**COMPITO ASSEGNATO 1**
Conta le righe dell'elenco che contengono la stringa "reflection" e restituisci soltanto il numero.

:::

Ordinanza di Cassazione Civile Sez. L Num. 16779 Anno 2025
Civile Ord. Sez. L Num. 16779 Anno 2025
Presidente: NOME
Relatore: COGNOME NOME
Data pubblicazione: 23/06/2025
ORDINANZA
sul ricorso iscritto al n. 19643/2023 R.G. proposto da : RAGIONE_SOCIALE elettivamente domiciliato in ROMA INDIRIZZO presso lo studio dell’avvocato RAGIONE_SOCIALECOGNOME RAGIONE_SOCIALE (-) rappresentato e difeso dagli avvocati COGNOME NOME COGNOME (CODICE_FISCALE, COGNOME NOME (CODICE_FISCALE
-ricorrente-
contro
COGNOME NOME COGNOME, elettivamente domiciliati in MILANO INDIRIZZO, presso lo studio dell’avvocato COGNOME NOME (CODICE_FISCALE che li rappresenta e difende unitamente all’avvocato COGNOME (CODICE_FISCALE
avverso SENTENZA di CORTE D’APPELLO MILANO n. 421/2023 depositata il 06/04/2023.

:::

**COMPITO ASSEGNATO 2**
Riporta il tratto dell'ordinanza da "Ordinanza di Cassazione" fino a "depositata il 06/04/2023.", rinominando ogni "avvocato" in "procuratore".

:::

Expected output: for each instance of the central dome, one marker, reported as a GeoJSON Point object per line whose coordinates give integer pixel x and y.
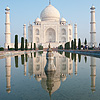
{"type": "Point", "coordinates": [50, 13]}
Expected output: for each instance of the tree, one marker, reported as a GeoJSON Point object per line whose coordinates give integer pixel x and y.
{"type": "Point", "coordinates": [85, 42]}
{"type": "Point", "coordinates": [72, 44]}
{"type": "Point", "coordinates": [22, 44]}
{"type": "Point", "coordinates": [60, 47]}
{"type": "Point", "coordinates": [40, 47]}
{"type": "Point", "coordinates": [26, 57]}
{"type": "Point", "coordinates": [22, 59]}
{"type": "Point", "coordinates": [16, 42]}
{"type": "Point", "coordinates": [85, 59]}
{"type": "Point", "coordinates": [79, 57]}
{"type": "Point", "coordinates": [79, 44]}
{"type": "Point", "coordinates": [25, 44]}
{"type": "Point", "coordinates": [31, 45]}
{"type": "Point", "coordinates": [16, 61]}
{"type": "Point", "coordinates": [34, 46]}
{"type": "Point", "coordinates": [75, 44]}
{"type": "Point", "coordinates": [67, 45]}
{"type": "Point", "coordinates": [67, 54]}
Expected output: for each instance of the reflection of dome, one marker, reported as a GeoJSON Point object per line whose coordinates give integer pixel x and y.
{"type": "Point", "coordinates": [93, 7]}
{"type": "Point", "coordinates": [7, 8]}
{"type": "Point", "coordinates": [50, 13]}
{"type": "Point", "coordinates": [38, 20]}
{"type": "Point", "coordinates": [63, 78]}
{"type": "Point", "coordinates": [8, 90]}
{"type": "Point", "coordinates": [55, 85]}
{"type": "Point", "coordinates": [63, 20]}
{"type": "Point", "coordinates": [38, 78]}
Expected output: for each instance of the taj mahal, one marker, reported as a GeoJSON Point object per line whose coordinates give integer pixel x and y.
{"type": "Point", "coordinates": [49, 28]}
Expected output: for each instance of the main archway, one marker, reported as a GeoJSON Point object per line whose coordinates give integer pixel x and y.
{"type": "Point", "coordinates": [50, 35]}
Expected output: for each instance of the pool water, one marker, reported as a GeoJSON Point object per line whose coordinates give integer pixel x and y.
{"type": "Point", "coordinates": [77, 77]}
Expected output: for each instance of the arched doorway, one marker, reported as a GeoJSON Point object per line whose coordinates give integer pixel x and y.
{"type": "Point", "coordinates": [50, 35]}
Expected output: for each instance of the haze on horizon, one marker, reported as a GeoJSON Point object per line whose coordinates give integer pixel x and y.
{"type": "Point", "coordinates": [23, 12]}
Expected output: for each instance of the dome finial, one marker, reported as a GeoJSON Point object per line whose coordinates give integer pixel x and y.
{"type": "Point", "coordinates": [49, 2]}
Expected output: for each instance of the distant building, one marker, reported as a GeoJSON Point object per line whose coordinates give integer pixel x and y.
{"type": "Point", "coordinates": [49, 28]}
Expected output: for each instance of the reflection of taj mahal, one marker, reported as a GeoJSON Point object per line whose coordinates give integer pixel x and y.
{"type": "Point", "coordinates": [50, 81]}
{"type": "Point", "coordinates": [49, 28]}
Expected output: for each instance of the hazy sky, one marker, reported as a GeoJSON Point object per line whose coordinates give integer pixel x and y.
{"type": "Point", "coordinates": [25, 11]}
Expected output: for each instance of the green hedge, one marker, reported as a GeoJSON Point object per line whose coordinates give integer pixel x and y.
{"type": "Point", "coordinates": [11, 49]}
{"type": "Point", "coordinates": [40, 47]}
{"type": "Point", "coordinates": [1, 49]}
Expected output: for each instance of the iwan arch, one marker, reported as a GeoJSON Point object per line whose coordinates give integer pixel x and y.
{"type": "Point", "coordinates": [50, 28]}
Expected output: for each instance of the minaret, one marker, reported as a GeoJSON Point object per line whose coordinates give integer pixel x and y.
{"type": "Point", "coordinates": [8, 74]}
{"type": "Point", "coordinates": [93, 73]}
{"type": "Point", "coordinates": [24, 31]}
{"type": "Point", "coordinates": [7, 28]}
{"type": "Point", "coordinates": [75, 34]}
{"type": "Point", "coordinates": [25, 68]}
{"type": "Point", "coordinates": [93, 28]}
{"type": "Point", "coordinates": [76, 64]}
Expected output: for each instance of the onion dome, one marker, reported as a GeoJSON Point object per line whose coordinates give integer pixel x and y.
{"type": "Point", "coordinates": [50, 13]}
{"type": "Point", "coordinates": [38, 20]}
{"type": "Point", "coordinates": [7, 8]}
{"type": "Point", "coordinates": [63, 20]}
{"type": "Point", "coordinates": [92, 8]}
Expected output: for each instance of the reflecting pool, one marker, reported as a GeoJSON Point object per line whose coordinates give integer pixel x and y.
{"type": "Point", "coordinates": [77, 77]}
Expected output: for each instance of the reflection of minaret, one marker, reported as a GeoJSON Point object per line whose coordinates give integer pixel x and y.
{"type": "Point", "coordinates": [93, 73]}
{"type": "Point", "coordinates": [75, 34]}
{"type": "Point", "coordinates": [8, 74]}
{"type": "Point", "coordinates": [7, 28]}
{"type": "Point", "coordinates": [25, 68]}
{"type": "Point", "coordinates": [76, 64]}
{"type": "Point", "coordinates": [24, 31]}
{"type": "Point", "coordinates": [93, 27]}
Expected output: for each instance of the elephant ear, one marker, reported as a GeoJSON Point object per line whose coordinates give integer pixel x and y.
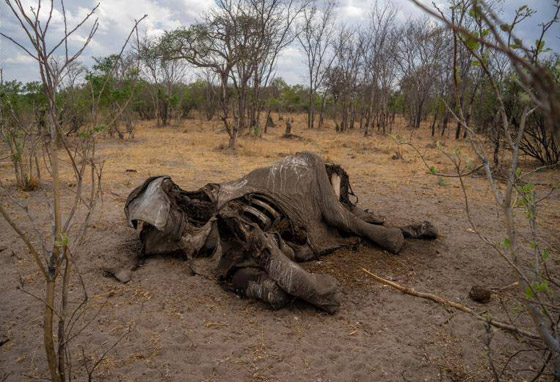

:::

**RISPOSTA COMPLETA 1**
3

**RISPOSTA COMPLETA 2**
Ordinanza di Cassazione Civile Sez. L Num. 16779 Anno 2025
Civile Ord. Sez. L Num. 16779 Anno 2025
Presidente: NOME
Relatore: COGNOME NOME
Data pubblicazione: 23/06/2025
ORDINANZA
sul ricorso iscritto al n. 19643/2023 R.G. proposto da : RAGIONE_SOCIALE elettivamente domiciliato in ROMA INDIRIZZO presso lo studio dell’procuratore RAGIONE_SOCIALECOGNOME RAGIONE_SOCIALE (-) rappresentato e difeso dagli avvocati COGNOME NOME COGNOME (CODICE_FISCALE, COGNOME NOME (CODICE_FISCALE
-ricorrente-
contro
COGNOME NOME COGNOME, elettivamente domiciliati in MILANO INDIRIZZO, presso lo studio dell’procuratore COGNOME NOME (CODICE_FISCALE che li rappresenta e difende unitamente all’procuratore COGNOME (CODICE_FISCALE
avverso SENTENZA di CORTE D’APPELLO MILANO n. 421/2023 depositata il 06/04/2023.